To be done> Output the lines of the entries from the line containing "Provide the mask of every instance of the <item>red" up to and including the line containing "225 45 L 224" as a Markdown table with the columns "Row" and "Line", numbering each line and omitting blank lines.

(Labeled area outline entries)
_ _ _ _
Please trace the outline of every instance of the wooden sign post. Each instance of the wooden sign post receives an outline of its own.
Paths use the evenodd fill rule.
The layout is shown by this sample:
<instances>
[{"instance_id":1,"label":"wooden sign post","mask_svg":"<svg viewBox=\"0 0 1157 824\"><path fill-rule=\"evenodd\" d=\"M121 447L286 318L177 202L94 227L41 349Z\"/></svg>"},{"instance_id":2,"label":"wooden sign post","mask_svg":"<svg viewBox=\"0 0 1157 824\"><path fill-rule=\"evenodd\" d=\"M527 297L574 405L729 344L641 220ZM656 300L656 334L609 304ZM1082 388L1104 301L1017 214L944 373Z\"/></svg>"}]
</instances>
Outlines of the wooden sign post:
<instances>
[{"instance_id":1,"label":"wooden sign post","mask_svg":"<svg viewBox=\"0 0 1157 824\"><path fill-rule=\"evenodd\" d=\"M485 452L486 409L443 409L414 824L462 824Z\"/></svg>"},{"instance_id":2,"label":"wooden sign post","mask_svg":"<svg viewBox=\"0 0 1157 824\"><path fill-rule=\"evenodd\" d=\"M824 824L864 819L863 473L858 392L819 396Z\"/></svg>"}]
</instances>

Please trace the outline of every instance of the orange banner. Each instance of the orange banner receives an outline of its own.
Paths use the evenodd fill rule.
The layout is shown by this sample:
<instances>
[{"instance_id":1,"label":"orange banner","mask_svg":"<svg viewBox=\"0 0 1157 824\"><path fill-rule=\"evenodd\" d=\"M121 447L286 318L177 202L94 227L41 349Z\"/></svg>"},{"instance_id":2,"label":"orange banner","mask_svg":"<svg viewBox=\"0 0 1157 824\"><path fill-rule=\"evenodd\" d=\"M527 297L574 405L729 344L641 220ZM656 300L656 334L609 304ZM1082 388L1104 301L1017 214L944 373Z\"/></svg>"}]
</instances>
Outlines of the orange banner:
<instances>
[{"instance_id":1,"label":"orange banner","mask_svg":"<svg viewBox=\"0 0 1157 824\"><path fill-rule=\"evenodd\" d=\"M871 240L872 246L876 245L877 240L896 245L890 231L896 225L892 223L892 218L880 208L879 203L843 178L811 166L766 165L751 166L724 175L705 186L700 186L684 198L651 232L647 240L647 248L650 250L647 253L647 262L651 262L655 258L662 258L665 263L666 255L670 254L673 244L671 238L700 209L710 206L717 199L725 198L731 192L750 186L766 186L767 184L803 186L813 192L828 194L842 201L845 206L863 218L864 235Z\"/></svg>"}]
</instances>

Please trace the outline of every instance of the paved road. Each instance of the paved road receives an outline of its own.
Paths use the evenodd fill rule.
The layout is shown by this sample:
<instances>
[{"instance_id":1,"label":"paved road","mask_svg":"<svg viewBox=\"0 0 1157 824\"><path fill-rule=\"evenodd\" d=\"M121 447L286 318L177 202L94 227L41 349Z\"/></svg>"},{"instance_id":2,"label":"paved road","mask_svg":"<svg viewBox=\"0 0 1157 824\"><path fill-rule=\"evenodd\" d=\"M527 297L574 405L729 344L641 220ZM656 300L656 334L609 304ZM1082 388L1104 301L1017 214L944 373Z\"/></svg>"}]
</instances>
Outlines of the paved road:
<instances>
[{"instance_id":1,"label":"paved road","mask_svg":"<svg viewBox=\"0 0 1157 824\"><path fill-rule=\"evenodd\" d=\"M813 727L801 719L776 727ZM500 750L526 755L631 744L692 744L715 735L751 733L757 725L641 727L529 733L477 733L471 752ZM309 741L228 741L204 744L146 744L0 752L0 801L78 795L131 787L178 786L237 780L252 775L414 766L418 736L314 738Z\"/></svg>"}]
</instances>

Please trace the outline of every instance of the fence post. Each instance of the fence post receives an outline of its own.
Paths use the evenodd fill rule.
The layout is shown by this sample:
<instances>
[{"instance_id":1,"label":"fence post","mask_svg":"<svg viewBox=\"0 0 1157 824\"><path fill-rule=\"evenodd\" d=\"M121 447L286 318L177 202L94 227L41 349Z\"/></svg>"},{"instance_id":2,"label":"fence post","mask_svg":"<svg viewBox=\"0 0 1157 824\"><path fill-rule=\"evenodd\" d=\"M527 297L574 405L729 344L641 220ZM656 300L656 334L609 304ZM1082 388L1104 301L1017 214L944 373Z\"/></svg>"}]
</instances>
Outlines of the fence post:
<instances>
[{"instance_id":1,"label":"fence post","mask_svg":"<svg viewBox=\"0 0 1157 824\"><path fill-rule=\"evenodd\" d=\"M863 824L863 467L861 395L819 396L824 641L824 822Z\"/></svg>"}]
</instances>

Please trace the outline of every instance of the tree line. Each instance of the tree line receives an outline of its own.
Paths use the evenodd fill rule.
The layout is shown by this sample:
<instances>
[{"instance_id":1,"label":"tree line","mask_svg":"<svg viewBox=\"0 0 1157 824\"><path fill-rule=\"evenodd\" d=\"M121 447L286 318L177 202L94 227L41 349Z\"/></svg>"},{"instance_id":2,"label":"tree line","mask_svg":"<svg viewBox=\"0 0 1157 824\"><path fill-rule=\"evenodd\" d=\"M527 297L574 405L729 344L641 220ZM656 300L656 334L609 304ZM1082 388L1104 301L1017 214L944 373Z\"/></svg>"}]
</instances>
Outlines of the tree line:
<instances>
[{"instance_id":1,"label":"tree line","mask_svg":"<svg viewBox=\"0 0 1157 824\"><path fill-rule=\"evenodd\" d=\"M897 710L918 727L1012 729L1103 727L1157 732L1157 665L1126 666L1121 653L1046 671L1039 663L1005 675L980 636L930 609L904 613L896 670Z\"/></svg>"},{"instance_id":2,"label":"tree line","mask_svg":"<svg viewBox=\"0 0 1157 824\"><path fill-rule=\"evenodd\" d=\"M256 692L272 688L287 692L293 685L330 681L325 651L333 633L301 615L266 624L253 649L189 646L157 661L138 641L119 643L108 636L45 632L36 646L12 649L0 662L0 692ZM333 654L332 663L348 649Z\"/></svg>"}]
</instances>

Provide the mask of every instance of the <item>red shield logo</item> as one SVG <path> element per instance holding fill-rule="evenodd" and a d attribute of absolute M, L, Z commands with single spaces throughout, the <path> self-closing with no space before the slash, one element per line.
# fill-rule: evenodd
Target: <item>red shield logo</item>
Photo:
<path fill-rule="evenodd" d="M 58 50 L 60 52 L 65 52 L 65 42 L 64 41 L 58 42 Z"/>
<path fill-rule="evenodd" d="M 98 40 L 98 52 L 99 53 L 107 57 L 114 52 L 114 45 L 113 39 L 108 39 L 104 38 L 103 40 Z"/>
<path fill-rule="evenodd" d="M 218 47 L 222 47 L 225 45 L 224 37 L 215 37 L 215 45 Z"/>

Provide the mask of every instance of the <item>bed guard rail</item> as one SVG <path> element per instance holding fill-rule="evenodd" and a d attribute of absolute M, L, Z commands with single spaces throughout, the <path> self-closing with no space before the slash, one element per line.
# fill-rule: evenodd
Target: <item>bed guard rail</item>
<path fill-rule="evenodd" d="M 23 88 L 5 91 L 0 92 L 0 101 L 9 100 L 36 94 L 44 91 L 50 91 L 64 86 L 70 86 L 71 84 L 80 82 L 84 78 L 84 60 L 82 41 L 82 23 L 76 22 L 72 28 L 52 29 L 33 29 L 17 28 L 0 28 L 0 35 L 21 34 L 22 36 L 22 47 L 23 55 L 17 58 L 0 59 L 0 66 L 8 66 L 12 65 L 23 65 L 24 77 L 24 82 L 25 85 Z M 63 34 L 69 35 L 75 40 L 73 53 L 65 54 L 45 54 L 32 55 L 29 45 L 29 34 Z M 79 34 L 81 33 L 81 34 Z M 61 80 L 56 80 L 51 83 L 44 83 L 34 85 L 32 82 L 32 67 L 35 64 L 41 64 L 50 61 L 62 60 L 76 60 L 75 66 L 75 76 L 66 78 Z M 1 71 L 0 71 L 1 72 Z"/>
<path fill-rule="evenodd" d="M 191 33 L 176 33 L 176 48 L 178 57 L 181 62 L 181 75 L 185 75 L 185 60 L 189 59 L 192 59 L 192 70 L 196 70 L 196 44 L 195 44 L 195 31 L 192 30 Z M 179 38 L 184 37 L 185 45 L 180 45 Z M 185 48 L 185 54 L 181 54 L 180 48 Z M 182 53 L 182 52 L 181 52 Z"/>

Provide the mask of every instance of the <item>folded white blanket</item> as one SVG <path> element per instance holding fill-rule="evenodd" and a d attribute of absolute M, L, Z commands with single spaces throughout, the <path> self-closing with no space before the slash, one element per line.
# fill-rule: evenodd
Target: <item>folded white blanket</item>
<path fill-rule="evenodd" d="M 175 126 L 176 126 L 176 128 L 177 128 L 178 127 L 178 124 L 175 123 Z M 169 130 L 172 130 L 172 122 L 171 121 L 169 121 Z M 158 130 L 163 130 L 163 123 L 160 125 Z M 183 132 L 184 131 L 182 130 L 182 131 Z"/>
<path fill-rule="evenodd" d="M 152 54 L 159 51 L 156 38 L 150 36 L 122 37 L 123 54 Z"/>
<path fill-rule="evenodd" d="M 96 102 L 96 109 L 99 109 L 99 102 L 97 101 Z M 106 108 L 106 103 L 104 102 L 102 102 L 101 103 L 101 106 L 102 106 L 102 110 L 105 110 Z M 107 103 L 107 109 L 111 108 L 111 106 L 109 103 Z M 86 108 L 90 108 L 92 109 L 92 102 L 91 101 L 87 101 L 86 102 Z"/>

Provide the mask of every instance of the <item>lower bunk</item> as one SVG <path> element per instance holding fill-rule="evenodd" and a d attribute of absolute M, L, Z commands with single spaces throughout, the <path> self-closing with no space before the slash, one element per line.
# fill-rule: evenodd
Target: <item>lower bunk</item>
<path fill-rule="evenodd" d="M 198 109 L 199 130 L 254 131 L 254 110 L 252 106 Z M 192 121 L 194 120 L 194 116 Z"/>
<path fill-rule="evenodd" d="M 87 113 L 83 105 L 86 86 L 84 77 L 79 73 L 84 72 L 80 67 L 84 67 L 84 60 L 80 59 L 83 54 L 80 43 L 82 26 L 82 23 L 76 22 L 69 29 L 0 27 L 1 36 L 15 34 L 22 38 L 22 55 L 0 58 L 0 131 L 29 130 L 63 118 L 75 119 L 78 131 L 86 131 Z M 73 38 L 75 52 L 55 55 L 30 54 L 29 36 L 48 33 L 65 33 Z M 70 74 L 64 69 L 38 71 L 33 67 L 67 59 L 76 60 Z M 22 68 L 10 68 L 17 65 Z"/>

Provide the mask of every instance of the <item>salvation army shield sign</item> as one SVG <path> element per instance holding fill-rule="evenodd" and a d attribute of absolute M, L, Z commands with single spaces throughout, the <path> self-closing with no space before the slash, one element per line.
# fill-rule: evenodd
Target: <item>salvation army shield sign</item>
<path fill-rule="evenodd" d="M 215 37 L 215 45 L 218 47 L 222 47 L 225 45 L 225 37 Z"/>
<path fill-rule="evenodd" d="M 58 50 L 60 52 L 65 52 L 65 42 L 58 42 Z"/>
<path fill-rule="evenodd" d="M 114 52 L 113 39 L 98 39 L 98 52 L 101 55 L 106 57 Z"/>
_ _ _ _
The answer>
| Row | Line |
|---|---|
| 1 | Provide the mask of every instance of the <item>red shield logo</item> as one SVG <path> element per instance holding fill-rule="evenodd" and a d attribute of absolute M, L, Z commands with single spaces throughout, the <path> self-closing with no space before the slash, one element per line. |
| 2 | # fill-rule: evenodd |
| 3 | Target: <item>red shield logo</item> |
| 4 | Photo: |
| 5 | <path fill-rule="evenodd" d="M 58 50 L 60 52 L 65 52 L 65 42 L 64 41 L 58 42 Z"/> |
| 6 | <path fill-rule="evenodd" d="M 98 40 L 98 52 L 99 53 L 107 57 L 114 52 L 114 45 L 113 39 L 108 39 L 104 38 L 103 40 Z"/> |
| 7 | <path fill-rule="evenodd" d="M 218 47 L 222 47 L 225 45 L 224 37 L 215 37 L 215 45 Z"/> |